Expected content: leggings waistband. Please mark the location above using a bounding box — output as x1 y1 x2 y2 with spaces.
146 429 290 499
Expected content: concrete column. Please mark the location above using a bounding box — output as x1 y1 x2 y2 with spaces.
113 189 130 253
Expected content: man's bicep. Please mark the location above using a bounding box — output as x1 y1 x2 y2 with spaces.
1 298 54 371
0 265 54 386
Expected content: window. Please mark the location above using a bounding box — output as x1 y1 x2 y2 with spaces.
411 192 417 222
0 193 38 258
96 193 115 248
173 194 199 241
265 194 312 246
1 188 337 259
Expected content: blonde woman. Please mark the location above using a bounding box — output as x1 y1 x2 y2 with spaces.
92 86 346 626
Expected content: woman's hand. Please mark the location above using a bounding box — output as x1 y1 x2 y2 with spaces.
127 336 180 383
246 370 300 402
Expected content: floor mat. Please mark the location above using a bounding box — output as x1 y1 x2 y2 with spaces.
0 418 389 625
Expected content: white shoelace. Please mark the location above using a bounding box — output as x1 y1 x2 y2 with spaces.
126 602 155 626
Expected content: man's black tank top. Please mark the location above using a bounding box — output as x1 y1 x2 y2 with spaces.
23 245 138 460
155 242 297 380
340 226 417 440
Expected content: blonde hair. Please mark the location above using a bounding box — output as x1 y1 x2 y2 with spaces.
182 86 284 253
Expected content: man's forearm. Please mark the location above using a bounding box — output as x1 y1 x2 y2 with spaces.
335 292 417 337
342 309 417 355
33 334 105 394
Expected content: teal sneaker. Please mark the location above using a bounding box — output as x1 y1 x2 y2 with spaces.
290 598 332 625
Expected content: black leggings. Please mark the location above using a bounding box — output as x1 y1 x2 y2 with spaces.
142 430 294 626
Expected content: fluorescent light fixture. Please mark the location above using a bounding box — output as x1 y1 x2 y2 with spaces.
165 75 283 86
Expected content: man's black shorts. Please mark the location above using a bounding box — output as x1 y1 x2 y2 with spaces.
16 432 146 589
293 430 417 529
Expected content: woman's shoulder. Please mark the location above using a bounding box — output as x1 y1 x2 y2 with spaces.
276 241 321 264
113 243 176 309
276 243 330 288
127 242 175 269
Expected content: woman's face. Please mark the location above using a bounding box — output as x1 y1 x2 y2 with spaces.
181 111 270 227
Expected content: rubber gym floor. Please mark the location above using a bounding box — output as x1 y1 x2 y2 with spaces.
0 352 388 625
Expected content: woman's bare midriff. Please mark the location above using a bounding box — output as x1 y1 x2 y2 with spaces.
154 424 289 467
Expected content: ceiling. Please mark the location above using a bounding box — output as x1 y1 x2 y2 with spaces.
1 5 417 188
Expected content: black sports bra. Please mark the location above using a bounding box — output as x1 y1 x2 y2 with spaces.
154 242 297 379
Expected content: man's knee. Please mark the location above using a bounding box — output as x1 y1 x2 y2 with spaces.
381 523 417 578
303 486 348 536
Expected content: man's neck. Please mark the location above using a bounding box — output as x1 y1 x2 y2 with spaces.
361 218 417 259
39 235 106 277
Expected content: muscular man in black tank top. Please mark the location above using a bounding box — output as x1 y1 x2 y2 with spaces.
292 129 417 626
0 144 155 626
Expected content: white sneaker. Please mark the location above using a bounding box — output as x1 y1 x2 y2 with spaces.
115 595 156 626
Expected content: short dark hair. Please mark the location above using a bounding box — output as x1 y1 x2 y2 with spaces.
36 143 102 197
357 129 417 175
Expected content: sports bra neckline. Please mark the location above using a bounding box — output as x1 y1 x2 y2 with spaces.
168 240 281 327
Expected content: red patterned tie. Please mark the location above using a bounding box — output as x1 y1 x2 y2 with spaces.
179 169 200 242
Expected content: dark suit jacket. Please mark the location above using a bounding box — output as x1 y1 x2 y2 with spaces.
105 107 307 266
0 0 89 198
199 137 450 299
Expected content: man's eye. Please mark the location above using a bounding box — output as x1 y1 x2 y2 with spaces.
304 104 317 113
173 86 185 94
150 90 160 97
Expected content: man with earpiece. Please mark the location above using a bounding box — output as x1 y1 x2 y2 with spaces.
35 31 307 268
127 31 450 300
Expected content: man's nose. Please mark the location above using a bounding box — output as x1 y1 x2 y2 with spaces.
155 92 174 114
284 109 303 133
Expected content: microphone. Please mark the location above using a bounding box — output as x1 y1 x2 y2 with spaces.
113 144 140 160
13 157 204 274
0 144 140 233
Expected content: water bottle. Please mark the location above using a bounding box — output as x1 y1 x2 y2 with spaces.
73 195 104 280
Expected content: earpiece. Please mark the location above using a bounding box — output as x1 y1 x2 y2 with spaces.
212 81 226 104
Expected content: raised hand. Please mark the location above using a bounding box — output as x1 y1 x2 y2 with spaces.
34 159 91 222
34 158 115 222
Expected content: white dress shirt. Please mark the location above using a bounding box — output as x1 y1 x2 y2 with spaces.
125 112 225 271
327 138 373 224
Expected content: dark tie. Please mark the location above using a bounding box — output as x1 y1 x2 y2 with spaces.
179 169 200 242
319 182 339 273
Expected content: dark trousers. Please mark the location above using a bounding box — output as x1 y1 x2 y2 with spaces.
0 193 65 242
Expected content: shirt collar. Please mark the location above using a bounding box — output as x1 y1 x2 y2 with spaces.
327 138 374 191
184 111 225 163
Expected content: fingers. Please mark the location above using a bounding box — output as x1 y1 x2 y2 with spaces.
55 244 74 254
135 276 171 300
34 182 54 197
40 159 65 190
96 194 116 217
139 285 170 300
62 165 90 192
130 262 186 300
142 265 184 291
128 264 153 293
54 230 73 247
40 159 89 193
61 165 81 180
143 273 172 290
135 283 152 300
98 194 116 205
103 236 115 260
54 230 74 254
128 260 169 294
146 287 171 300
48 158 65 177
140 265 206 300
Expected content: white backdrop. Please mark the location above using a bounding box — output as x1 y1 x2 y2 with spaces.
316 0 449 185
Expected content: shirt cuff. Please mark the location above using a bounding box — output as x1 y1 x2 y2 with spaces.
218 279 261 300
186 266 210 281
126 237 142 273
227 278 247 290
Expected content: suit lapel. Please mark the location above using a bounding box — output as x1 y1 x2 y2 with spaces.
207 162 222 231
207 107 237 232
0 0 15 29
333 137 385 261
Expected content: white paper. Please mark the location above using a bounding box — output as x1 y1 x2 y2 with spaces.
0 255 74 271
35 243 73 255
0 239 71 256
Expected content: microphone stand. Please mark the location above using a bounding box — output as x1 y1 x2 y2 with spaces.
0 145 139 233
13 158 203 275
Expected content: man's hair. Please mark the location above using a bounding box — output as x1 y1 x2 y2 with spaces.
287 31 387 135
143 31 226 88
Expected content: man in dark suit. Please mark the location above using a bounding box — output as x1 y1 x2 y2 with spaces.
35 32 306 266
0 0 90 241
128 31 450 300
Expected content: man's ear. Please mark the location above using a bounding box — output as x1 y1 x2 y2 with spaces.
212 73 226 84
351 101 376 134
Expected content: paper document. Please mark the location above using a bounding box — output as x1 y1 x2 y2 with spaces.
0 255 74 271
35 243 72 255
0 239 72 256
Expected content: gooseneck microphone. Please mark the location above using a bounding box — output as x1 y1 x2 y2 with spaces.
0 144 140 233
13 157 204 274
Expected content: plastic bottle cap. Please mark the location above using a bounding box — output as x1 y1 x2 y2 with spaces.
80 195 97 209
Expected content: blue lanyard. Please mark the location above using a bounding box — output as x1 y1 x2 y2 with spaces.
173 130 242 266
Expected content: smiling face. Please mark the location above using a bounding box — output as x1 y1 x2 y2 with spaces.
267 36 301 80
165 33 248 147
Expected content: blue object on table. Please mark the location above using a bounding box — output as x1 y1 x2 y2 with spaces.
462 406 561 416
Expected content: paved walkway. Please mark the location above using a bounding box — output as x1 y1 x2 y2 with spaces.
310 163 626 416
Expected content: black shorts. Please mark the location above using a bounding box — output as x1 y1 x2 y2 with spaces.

------

An exact repeat of the lines from the one containing "Expected content: man in" through the final line above, both included, is the whole answer.

Expected content: man in dark suit. Please mark the location above using a bounding box — output as x1 y1 x2 y2 with spaces.
35 32 306 266
0 0 90 241
128 31 450 300
Expected content: man's ear. Please mark the location above using a bounding box — output as x1 y1 x2 y2 with spaces.
212 73 226 84
351 101 376 134
Expected content: paper document. Please mark the location above using a bounding box — output as x1 y1 x2 y2 with spaces.
0 255 74 271
35 243 72 255
0 239 72 256
Expected content: gooseneck microphone. Please mark the location above using a bounding box — output as x1 y1 x2 y2 with spaces.
0 144 140 233
13 157 204 274
Expected content: plastic bottle cap. Please mark the location above using a bounding box — output as x1 y1 x2 y2 with spaces.
80 195 97 209
Expected content: blue lanyard. Please mark the location above using a bounding box — output as x1 y1 x2 y2 with spaces.
173 130 242 266
Expected content: smiling face. Please mark the location above using a bounding box — output as x1 y1 x2 y2 with spaces.
267 36 301 80
165 33 248 147
Expected content: blue object on table. Please mark the location above using a bounding box — output as x1 y1 x2 y2 with spaces.
462 406 561 416
Expected content: paved walkway. Please mark the location above using a bounding box — output as x1 y1 x2 y2 with spaces.
310 163 626 416
Expected content: black shorts. Please mark the location above using a bounding box — output as x1 y1 x2 y2 with spaces.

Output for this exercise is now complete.